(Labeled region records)
[start]

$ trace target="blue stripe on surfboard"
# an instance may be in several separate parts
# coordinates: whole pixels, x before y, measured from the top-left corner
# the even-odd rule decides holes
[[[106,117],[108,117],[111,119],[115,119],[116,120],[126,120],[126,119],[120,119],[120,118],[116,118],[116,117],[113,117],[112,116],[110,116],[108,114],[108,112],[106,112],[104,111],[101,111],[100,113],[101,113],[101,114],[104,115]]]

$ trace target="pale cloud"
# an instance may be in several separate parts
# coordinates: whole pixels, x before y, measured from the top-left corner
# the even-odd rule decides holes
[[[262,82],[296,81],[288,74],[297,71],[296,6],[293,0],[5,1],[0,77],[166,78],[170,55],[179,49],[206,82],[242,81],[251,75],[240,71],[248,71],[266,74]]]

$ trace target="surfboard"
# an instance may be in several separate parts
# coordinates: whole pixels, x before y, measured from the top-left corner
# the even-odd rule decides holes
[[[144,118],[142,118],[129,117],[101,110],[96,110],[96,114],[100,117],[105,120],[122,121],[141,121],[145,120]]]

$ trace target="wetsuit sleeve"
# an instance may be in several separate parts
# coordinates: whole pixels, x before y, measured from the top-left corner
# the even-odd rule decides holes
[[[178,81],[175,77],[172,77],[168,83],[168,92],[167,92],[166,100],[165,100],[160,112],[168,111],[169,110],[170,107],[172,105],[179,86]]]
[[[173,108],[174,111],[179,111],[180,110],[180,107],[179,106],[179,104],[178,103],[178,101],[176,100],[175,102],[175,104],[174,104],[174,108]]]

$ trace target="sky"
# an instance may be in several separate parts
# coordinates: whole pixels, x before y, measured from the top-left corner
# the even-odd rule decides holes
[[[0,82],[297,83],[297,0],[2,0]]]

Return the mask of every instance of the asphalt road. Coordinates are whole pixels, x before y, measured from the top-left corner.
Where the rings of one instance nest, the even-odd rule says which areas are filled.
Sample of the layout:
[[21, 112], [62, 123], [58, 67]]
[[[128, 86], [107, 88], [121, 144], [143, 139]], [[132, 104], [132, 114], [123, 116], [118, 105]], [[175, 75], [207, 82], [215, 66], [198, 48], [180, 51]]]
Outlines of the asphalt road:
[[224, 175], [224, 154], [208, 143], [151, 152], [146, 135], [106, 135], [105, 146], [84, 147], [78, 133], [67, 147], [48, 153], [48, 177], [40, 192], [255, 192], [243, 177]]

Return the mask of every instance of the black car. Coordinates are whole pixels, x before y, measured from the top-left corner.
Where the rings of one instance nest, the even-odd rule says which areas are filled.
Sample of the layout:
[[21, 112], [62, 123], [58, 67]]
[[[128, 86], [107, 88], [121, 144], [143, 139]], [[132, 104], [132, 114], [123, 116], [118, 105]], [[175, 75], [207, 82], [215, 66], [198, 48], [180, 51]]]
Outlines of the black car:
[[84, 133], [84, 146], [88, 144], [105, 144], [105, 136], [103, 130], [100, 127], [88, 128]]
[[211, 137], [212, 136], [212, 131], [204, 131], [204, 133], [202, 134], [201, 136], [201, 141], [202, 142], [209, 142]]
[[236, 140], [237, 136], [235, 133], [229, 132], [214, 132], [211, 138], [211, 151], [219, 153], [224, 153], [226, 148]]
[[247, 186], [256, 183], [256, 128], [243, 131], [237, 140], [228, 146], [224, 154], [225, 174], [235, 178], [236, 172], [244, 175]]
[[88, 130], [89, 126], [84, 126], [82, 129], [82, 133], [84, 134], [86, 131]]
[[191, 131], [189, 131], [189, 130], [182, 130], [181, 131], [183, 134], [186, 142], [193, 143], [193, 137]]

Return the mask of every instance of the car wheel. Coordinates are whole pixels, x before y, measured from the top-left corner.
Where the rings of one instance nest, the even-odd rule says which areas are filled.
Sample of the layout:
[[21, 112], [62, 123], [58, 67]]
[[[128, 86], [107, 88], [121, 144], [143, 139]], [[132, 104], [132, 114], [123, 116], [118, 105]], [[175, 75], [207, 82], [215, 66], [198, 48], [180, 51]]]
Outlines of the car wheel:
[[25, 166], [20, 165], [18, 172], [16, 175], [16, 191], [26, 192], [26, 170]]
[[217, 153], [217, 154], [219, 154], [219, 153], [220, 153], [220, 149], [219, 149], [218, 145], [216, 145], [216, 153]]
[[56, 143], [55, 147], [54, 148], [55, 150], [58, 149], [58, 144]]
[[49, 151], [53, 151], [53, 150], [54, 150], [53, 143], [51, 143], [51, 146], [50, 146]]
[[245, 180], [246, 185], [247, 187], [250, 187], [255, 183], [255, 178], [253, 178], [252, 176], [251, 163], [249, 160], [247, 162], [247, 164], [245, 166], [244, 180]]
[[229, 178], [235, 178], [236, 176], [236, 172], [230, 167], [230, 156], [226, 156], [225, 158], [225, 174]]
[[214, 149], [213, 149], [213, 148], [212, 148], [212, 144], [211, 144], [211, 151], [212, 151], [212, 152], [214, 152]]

[end]

→ **Written exercise**:
Copy all of the material above, line for line, without changing anything.

→ **Task response**:
$ trace target="blue stripe on surfboard"
# an instance may be in several separate parts
# coordinates: whole pixels, x before y, measured from the top-left corner
# the even-odd rule decides holes
[[[106,117],[108,117],[111,119],[115,119],[116,120],[126,120],[126,119],[120,119],[120,118],[116,118],[116,117],[113,117],[112,116],[110,116],[108,114],[108,112],[106,112],[104,111],[101,111],[100,113],[101,113],[101,114],[104,115]]]

$ trace target="pale cloud"
# an instance may be in several separate parts
# coordinates: whole pixels, x before y, measured from the top-left corner
# the even-odd rule decides holes
[[[262,82],[296,81],[288,74],[297,71],[296,6],[293,0],[5,1],[0,77],[166,78],[170,55],[179,49],[206,82],[242,81],[251,75],[240,71],[248,71],[266,74]]]

$ trace target="surfboard"
# an instance may be in several separate parts
# coordinates: whole pixels, x before y, measured from the top-left corner
# the even-odd rule decides holes
[[[144,118],[142,118],[129,117],[101,110],[96,110],[96,114],[100,117],[105,120],[122,121],[141,121],[145,120]]]

$ trace target="wetsuit sleeve"
# an instance may be in several separate parts
# coordinates: whole pixels, x before y, measured from the top-left corner
# the even-odd rule decides holes
[[[178,81],[175,77],[172,77],[168,83],[168,92],[167,92],[166,100],[165,100],[160,112],[168,111],[169,110],[170,107],[172,105],[179,86]]]
[[[173,108],[174,111],[179,111],[180,110],[180,107],[179,106],[179,104],[178,103],[178,101],[176,100],[175,102],[175,104],[174,104],[174,108]]]

$ trace target="sky"
# an instance may be in several separate parts
# coordinates: whole pixels, x before y, measured from the top-left corner
# the even-odd rule decides holes
[[[0,82],[297,83],[297,0],[2,0]]]

Return the mask of every instance of the asphalt road. Coordinates are whole pixels, x before y, measured from the top-left corner.
Where the rings of one instance nest, the even-odd rule says which areas are filled.
Sample of the layout:
[[21, 112], [62, 123], [58, 67]]
[[[128, 86], [107, 88], [121, 144], [143, 139]], [[132, 104], [132, 114], [123, 116], [118, 105]], [[175, 75], [207, 82], [215, 66], [198, 48], [180, 51]]]
Outlines of the asphalt road:
[[224, 175], [224, 154], [208, 143], [151, 152], [146, 135], [106, 135], [105, 146], [84, 147], [78, 133], [67, 147], [48, 153], [48, 177], [40, 192], [255, 192], [243, 177]]

Return the mask of every instance of the black car. Coordinates are whole pixels, x before y, measured from the top-left corner.
Where the rings of one instance nest, the even-odd rule says which areas are filled.
Sample of the layout:
[[21, 112], [62, 123], [58, 67]]
[[[128, 86], [107, 88], [121, 144], [143, 139]], [[132, 104], [132, 114], [123, 116], [118, 105]], [[175, 75], [207, 82], [215, 66], [198, 48], [180, 51]]]
Outlines of the black car:
[[84, 133], [84, 146], [88, 144], [105, 144], [105, 136], [103, 130], [100, 127], [88, 128]]
[[211, 137], [212, 136], [212, 131], [204, 131], [204, 133], [202, 134], [201, 136], [201, 141], [202, 142], [209, 142]]
[[236, 140], [237, 136], [235, 133], [229, 132], [214, 132], [211, 138], [211, 151], [219, 153], [224, 153], [226, 148]]
[[247, 186], [256, 183], [256, 128], [243, 131], [237, 140], [228, 146], [224, 154], [225, 174], [235, 178], [236, 172], [244, 175]]
[[88, 130], [89, 126], [84, 126], [82, 129], [82, 133], [84, 134], [86, 131]]
[[191, 131], [189, 131], [189, 130], [182, 130], [181, 131], [183, 134], [186, 142], [193, 143], [193, 137]]

Return the mask of every instance of the car wheel. Coordinates are whole pixels, x before y, measured from the top-left corner.
Where the rings of one instance nest, the even-odd rule says which areas are filled.
Sample of the layout:
[[21, 112], [62, 123], [58, 67]]
[[[128, 86], [107, 88], [121, 144], [143, 139]], [[132, 104], [132, 114], [123, 116], [118, 105]], [[175, 75], [207, 82], [215, 66], [198, 48], [180, 51]]]
Outlines of the car wheel:
[[25, 166], [20, 165], [18, 172], [16, 175], [16, 191], [26, 192], [26, 170]]
[[217, 153], [217, 154], [219, 154], [219, 153], [220, 153], [220, 149], [219, 149], [218, 145], [216, 145], [216, 153]]
[[56, 143], [55, 147], [54, 148], [55, 150], [58, 149], [58, 144]]
[[49, 151], [53, 151], [53, 150], [54, 150], [53, 143], [51, 143], [51, 146], [50, 146]]
[[245, 180], [246, 185], [247, 187], [250, 187], [255, 183], [255, 178], [253, 178], [252, 176], [251, 163], [249, 160], [247, 162], [247, 164], [245, 166], [244, 180]]
[[229, 178], [235, 178], [236, 176], [236, 172], [230, 167], [230, 156], [226, 156], [225, 158], [225, 174]]
[[214, 149], [213, 149], [213, 148], [212, 148], [212, 144], [211, 144], [211, 151], [212, 151], [212, 152], [214, 152]]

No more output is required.